Data for processing:

○ ○ ○ ○ ○ ○ ○

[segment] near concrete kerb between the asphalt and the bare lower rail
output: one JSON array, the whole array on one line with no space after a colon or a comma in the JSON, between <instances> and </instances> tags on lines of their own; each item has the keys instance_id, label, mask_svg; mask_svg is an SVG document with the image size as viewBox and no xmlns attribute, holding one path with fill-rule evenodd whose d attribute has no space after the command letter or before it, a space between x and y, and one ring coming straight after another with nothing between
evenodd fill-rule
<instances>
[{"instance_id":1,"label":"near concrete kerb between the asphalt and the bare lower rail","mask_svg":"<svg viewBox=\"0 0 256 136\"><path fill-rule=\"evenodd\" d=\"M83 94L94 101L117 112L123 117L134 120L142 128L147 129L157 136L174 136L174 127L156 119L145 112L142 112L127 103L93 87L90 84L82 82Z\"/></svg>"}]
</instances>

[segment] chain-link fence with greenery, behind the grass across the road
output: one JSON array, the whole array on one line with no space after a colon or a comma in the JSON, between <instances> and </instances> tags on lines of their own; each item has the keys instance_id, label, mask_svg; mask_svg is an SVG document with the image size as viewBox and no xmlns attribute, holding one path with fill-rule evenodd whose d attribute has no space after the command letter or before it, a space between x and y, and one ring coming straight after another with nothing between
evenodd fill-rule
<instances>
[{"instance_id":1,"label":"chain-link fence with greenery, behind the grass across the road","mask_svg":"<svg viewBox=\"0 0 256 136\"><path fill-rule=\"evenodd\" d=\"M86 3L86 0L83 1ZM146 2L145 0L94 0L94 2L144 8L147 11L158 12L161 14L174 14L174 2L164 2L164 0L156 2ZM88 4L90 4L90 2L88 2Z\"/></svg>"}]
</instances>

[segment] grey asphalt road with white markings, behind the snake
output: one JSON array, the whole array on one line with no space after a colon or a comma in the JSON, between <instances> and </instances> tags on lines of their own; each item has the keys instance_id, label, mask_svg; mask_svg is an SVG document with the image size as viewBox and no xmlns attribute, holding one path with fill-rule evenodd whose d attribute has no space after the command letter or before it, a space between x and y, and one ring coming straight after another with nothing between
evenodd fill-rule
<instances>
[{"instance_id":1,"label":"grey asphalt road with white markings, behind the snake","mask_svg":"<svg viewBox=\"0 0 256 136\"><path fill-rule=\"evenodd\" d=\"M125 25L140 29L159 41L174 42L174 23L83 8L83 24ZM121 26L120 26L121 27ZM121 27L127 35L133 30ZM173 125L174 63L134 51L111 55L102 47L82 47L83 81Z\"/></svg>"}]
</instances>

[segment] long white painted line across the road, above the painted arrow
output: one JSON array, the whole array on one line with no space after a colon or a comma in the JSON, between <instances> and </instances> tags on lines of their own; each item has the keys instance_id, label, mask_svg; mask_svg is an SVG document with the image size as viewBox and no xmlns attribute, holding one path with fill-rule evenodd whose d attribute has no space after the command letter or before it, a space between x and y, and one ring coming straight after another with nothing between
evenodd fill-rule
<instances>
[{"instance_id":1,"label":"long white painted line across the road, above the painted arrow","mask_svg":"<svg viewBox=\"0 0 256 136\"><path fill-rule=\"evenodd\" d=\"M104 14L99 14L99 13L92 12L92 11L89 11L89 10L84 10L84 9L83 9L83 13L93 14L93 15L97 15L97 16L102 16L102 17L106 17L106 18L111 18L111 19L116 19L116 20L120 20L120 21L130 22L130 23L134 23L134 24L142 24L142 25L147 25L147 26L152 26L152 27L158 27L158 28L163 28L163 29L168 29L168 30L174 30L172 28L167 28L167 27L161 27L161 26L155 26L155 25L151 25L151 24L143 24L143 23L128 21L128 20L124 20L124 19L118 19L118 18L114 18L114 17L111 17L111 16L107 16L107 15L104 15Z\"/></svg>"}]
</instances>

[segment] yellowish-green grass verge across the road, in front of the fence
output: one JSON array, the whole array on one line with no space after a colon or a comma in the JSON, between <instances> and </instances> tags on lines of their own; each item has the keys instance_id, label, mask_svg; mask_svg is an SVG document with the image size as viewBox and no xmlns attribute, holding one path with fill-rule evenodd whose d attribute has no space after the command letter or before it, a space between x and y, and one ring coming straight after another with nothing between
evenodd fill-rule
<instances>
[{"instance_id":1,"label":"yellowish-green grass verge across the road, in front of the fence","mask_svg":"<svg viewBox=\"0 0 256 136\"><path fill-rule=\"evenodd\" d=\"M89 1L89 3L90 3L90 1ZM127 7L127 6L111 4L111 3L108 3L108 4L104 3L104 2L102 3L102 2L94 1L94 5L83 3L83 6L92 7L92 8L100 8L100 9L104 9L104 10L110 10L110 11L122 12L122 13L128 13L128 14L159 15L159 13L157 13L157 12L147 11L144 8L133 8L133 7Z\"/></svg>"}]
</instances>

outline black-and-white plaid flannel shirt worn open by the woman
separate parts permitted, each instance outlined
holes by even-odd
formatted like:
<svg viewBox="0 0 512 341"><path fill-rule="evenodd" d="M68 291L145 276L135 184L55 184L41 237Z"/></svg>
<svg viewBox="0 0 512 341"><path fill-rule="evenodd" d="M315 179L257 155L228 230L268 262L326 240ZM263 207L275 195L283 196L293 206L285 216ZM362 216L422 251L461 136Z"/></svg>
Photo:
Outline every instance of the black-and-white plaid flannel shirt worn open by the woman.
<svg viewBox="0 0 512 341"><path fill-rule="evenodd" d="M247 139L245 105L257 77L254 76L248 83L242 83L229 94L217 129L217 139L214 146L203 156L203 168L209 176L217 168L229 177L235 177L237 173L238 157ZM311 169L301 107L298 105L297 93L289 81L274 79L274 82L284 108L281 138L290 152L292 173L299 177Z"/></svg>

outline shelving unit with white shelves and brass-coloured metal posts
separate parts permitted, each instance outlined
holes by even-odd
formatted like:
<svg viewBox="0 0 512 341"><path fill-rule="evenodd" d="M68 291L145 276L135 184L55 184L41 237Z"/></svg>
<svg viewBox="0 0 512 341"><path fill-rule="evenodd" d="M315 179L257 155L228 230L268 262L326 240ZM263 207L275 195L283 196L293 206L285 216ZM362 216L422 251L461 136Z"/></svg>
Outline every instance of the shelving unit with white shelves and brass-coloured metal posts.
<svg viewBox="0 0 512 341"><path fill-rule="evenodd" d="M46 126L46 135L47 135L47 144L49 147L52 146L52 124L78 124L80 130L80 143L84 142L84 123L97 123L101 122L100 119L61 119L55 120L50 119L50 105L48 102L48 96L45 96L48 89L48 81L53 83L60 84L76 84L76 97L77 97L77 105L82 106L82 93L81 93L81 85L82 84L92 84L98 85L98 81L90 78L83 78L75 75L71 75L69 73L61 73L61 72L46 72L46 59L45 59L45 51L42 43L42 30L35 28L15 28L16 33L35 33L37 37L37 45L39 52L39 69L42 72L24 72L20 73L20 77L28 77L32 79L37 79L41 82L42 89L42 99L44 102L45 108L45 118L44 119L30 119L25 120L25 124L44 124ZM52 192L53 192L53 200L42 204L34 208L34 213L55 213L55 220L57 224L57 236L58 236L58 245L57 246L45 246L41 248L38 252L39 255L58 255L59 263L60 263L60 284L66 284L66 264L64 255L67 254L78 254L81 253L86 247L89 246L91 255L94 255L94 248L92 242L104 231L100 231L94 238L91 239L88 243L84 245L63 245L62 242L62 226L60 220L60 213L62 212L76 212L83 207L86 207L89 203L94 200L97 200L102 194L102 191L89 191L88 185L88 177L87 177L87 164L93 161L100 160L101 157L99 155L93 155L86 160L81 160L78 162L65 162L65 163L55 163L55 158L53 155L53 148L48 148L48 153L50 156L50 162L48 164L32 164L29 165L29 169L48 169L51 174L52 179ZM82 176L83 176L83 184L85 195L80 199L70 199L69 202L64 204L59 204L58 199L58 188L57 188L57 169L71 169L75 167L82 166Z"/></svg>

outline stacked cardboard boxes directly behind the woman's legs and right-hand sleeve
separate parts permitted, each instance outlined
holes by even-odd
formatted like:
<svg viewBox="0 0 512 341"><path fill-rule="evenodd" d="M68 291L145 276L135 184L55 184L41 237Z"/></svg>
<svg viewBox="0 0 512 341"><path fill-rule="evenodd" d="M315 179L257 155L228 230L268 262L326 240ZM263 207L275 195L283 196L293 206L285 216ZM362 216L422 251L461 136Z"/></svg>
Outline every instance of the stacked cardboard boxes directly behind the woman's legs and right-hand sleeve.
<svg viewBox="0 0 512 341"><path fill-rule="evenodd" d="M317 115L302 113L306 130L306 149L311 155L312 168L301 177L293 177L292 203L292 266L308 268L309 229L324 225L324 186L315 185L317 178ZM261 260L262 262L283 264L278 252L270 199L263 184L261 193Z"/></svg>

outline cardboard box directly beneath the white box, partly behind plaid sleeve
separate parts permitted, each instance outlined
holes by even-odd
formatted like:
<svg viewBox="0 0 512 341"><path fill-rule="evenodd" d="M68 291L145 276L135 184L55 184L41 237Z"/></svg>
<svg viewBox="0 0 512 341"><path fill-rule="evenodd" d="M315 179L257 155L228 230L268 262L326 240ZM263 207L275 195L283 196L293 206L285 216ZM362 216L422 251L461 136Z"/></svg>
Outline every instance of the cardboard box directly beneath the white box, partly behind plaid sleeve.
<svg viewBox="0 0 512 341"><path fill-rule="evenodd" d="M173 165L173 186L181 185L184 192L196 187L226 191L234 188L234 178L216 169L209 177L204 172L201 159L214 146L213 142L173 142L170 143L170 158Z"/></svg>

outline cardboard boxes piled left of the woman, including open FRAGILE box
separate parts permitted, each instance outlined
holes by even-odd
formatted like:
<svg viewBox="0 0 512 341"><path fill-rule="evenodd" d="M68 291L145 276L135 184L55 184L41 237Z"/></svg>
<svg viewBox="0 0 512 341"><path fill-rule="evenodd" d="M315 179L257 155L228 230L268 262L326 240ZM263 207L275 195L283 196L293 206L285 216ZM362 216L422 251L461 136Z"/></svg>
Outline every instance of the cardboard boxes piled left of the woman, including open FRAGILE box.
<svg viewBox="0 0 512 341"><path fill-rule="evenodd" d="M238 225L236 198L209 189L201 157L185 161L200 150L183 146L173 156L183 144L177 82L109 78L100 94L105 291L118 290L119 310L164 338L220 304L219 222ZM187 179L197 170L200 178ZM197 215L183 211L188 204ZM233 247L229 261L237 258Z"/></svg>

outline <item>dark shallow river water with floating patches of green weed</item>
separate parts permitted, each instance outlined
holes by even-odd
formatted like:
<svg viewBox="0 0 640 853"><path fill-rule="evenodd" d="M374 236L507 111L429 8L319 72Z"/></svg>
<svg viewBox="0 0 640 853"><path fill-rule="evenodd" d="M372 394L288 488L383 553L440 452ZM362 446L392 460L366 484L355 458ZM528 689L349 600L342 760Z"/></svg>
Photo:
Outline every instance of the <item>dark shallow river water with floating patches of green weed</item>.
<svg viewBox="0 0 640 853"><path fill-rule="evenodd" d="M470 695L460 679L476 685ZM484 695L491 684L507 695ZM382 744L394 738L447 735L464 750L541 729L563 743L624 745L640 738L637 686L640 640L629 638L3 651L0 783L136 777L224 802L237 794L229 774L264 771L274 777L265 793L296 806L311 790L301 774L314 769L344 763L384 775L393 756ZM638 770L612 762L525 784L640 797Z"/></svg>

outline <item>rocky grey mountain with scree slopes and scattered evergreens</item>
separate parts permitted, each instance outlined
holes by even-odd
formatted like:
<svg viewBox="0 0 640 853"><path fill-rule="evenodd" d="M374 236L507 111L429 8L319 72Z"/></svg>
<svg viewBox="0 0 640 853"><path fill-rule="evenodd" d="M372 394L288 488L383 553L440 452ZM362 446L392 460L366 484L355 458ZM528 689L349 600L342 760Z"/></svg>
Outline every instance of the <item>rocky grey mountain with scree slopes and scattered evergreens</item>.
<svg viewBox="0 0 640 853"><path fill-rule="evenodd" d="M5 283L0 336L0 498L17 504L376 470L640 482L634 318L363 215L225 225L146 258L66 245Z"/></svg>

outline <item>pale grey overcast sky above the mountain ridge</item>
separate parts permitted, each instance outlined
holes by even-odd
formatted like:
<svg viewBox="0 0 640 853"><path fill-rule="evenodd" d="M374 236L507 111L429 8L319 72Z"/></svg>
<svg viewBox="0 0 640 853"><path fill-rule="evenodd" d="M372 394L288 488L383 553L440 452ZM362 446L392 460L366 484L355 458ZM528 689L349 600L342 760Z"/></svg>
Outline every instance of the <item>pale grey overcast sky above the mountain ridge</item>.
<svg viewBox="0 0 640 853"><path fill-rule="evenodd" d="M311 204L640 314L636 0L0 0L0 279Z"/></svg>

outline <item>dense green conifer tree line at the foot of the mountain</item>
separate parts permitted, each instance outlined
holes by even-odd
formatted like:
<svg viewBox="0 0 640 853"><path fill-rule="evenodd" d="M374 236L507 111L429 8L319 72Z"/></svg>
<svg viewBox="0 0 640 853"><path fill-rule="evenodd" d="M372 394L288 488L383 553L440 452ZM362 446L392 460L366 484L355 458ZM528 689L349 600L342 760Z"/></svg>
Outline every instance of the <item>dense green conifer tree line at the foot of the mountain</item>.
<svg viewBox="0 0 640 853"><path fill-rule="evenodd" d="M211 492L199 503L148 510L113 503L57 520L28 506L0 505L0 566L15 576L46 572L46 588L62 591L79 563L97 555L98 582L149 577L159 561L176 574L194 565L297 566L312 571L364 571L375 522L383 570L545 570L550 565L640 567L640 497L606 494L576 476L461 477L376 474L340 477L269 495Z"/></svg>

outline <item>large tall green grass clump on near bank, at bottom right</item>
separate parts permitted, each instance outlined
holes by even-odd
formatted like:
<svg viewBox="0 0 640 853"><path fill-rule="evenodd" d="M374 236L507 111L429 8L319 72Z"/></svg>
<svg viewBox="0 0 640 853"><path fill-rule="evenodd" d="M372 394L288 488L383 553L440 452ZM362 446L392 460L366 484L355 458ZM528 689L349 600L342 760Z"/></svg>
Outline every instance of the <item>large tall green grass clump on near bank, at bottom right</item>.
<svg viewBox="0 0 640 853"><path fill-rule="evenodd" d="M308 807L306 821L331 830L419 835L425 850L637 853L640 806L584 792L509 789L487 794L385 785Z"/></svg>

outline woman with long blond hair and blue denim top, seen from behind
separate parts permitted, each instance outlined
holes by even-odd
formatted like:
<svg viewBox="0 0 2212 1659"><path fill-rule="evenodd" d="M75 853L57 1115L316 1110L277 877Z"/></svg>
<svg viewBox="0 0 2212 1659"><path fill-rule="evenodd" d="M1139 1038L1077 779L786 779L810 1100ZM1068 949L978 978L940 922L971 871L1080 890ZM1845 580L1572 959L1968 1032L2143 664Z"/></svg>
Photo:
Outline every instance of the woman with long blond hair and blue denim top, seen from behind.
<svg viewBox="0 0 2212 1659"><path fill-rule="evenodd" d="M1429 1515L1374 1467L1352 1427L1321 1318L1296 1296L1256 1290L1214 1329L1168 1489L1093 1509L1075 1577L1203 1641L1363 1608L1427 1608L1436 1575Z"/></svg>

○ ○ ○ ○ ○ ○ ○

Exercise description: Lines with the string "segment": pick each one out of the material and return it.

Response:
[segment] near concrete kerb between the asphalt and the bare lower rail
[segment] chain-link fence with greenery, behind the grass across the road
[segment] grey asphalt road with white markings, behind the snake
[segment] long white painted line across the road, above the painted arrow
[segment] yellowish-green grass verge across the road, in front of the fence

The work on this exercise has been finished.